__What is expected__. Which of the lines below contain the word "white"? Return each such line in full.

>>

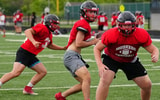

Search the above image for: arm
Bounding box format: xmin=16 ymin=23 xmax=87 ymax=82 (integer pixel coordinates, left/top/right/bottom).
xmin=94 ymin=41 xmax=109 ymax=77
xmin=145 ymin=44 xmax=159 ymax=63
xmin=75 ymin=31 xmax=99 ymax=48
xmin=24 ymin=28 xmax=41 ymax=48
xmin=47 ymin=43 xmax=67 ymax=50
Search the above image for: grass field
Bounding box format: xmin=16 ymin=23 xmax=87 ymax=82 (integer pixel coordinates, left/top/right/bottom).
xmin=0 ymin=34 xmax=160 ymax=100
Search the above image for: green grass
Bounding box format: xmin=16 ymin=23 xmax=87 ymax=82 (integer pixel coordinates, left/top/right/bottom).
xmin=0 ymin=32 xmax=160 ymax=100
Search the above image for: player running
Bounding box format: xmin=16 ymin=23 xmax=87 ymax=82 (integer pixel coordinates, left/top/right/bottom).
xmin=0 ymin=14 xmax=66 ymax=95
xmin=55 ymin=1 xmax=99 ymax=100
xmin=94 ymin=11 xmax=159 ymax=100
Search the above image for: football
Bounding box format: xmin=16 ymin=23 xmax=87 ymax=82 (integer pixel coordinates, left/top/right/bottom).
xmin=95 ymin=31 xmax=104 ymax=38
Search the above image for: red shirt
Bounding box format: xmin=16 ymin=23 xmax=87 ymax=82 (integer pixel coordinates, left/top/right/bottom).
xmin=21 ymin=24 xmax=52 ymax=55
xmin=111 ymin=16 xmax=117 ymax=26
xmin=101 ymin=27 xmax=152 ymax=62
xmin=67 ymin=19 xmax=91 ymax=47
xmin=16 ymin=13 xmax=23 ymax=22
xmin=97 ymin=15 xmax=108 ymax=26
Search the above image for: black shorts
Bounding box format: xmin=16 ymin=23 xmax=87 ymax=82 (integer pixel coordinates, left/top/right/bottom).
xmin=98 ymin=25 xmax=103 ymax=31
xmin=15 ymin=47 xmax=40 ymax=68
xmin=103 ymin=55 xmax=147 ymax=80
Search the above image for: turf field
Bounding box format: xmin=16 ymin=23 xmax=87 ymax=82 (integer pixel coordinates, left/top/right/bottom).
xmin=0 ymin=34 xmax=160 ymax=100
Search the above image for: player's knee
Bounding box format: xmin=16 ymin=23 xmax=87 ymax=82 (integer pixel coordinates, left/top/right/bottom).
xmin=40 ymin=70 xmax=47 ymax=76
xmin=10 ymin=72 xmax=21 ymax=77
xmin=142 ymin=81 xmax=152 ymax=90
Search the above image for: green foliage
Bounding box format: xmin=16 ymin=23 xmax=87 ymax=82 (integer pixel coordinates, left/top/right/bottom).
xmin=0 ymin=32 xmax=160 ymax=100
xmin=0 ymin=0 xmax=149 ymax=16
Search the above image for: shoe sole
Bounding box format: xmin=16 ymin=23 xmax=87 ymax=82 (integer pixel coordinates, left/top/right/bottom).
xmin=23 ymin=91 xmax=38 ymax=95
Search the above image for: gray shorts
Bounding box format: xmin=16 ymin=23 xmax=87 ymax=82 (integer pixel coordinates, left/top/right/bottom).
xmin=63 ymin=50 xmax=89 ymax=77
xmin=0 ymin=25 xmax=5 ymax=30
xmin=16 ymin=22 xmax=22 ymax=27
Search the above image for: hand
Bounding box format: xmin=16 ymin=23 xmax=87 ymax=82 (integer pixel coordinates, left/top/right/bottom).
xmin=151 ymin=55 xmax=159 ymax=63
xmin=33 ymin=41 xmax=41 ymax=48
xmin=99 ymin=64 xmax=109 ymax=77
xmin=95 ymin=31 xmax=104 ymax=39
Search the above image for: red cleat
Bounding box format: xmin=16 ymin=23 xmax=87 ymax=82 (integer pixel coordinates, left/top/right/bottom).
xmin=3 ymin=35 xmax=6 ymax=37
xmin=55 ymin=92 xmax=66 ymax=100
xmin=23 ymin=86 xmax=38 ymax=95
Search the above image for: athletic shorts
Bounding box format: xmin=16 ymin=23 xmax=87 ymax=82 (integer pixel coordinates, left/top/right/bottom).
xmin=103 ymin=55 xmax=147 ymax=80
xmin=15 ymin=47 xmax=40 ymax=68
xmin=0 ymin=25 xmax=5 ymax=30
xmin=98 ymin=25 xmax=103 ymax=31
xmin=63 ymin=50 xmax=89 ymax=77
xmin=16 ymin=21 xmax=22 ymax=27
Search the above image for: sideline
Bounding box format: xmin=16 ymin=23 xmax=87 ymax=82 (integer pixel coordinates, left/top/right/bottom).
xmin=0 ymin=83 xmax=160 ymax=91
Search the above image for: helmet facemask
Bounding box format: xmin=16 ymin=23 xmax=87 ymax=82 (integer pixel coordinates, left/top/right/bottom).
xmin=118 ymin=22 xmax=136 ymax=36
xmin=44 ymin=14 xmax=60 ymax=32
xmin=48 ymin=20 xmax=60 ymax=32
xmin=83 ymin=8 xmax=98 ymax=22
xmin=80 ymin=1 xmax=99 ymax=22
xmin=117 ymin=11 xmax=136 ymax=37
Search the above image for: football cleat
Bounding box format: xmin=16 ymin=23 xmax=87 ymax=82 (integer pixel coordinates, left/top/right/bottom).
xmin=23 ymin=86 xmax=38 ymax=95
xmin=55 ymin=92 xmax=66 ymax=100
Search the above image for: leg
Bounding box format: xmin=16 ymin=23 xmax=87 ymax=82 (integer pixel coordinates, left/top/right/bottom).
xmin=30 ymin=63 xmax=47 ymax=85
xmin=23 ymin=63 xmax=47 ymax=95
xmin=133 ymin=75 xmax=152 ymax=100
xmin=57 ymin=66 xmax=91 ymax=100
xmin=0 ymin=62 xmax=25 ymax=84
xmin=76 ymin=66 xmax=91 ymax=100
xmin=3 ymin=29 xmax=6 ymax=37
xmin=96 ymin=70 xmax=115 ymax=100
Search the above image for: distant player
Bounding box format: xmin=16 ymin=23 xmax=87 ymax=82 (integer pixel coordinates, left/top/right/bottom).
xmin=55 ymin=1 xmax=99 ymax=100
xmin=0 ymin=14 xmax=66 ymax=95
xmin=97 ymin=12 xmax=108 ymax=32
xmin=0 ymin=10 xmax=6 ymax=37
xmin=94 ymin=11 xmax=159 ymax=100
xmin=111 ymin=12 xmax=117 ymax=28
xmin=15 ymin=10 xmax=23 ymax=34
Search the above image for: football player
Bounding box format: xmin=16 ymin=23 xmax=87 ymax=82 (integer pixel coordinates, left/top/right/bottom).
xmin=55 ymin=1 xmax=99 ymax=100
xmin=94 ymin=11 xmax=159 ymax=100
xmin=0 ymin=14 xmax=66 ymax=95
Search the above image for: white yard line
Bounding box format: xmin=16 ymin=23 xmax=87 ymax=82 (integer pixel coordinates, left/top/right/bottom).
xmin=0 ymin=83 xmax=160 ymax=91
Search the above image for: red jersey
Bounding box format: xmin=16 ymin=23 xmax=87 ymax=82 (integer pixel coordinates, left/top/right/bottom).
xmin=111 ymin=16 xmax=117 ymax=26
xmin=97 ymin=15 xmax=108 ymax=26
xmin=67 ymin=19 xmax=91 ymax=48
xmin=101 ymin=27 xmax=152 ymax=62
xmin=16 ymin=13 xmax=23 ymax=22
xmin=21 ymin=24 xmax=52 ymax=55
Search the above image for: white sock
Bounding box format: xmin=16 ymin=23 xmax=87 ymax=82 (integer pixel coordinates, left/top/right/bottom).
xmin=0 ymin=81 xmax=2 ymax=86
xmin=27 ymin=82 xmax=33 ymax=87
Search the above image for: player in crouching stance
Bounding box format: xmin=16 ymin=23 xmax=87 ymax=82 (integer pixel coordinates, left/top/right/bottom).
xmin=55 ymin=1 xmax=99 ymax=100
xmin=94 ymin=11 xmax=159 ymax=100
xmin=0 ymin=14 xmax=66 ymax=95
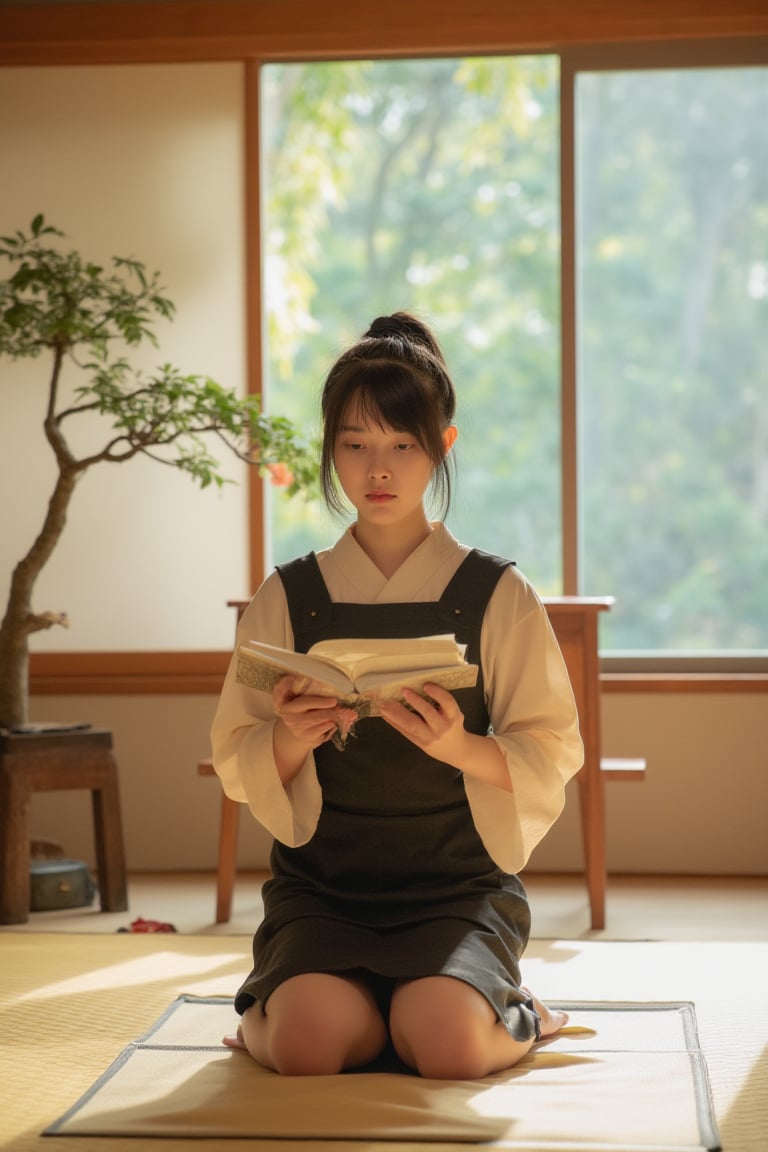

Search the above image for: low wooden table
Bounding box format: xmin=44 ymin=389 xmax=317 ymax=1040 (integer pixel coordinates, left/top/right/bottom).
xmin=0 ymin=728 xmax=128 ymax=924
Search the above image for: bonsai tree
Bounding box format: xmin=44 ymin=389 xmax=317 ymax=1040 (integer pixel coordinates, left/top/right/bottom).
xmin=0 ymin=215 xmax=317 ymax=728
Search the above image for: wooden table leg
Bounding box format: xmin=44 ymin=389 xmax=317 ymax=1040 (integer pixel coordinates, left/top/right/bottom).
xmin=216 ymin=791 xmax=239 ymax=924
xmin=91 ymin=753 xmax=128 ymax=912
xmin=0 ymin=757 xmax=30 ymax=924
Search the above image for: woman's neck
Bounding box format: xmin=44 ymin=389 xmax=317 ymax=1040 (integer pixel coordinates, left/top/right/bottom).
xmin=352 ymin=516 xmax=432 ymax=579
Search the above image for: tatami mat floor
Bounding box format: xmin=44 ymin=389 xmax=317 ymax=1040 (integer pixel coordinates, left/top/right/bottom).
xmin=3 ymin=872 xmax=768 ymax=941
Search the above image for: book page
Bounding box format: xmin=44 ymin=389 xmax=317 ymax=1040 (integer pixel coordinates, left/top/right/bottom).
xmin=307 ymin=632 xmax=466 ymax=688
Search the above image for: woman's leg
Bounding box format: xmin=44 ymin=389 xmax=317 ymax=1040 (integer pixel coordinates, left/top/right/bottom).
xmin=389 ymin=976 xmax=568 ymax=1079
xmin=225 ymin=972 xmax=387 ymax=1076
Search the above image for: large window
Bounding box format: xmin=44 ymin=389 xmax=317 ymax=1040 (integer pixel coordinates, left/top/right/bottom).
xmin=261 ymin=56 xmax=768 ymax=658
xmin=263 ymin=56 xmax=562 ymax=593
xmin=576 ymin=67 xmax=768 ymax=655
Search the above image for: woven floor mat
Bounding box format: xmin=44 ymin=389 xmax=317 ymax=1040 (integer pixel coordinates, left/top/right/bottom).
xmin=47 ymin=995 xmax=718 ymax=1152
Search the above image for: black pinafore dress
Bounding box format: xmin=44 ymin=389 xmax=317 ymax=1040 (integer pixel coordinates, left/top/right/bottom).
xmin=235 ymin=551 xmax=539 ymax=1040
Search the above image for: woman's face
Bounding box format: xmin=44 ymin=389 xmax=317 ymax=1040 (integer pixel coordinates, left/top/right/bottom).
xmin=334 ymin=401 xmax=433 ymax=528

<<
>>

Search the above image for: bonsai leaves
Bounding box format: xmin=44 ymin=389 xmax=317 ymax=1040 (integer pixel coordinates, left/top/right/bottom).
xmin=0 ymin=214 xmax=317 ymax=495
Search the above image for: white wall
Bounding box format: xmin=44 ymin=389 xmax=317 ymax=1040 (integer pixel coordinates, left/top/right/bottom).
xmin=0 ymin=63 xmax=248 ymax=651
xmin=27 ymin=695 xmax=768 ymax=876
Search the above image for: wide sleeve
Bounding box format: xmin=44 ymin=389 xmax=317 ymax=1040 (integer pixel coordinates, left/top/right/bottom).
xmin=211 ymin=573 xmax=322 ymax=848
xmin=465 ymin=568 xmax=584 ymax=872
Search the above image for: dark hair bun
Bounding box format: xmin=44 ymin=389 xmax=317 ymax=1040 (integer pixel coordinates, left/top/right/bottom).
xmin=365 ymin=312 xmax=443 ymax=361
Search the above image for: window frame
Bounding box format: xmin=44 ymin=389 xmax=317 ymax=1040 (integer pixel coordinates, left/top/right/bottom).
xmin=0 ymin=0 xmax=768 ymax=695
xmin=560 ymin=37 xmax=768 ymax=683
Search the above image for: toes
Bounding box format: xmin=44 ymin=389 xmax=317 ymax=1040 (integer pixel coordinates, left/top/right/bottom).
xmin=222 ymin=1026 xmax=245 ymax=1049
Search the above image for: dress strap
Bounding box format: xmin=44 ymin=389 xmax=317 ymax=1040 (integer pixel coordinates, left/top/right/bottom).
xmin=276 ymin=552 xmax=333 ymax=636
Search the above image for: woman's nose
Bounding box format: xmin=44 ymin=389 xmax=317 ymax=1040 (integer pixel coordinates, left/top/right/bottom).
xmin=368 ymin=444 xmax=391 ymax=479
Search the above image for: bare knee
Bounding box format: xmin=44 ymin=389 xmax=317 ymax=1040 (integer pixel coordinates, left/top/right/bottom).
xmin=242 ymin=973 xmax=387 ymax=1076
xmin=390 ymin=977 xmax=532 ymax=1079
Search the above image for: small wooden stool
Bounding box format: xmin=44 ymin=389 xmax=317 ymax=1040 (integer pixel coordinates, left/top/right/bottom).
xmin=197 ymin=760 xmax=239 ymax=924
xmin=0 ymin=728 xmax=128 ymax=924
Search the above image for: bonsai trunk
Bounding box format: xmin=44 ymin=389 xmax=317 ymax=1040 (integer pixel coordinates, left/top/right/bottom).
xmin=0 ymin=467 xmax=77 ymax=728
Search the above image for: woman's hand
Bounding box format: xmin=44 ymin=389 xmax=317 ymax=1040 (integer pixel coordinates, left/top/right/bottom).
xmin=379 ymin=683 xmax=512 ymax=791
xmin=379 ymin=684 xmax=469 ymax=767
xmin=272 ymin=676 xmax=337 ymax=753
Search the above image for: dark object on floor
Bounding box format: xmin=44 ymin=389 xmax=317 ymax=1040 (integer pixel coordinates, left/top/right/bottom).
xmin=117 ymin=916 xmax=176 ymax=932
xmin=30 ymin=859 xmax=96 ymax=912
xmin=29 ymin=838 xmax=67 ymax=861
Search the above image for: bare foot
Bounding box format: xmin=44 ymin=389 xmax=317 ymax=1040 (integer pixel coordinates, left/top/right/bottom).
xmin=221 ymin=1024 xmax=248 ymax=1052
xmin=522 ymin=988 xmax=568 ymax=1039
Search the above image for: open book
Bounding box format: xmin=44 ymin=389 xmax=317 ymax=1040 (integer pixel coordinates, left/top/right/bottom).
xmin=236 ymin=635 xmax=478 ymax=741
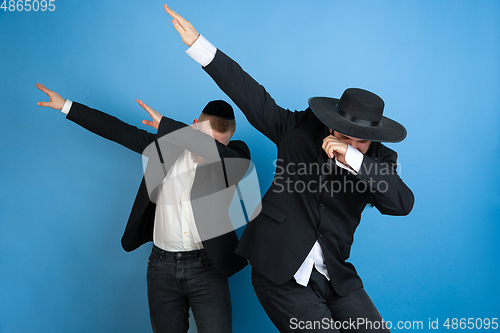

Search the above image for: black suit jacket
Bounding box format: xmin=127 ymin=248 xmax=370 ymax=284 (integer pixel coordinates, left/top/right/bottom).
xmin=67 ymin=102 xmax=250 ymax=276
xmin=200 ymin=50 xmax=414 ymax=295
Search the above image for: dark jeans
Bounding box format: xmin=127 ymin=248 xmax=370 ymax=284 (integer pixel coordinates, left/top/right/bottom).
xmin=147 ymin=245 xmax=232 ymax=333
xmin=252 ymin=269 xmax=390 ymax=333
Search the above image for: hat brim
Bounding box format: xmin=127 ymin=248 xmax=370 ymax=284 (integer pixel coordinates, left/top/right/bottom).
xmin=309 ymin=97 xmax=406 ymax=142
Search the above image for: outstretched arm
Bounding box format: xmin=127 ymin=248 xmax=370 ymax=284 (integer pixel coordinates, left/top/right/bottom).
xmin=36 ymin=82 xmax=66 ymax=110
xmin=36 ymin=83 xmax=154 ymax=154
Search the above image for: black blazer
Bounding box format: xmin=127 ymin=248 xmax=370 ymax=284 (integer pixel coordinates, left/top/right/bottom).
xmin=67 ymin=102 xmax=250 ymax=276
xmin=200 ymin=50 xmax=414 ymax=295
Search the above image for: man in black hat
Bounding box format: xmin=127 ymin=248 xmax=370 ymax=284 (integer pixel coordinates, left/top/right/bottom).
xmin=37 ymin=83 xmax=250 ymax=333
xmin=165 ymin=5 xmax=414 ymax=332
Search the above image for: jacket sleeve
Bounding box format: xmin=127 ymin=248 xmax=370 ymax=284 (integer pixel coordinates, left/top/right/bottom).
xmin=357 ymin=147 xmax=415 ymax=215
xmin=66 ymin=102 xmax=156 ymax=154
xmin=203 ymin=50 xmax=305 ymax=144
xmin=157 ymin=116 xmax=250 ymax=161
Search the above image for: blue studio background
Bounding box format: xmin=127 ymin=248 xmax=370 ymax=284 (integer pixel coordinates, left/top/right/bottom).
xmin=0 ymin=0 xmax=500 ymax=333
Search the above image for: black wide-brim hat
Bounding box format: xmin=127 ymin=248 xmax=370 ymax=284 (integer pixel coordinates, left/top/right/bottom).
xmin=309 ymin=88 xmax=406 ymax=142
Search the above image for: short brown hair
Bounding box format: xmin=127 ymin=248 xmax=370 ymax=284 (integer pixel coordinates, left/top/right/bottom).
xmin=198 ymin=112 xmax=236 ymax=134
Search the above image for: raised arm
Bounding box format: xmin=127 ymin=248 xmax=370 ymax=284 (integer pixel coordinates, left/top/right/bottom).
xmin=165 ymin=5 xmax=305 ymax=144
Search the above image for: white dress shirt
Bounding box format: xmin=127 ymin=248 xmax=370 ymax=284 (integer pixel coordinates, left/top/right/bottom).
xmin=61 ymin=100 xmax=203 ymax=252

<<

__Written response__.
Search the above image for: white yard line
Search the above image for: white sock
Search the above image for: white wall
Search the above image for: white dress shirt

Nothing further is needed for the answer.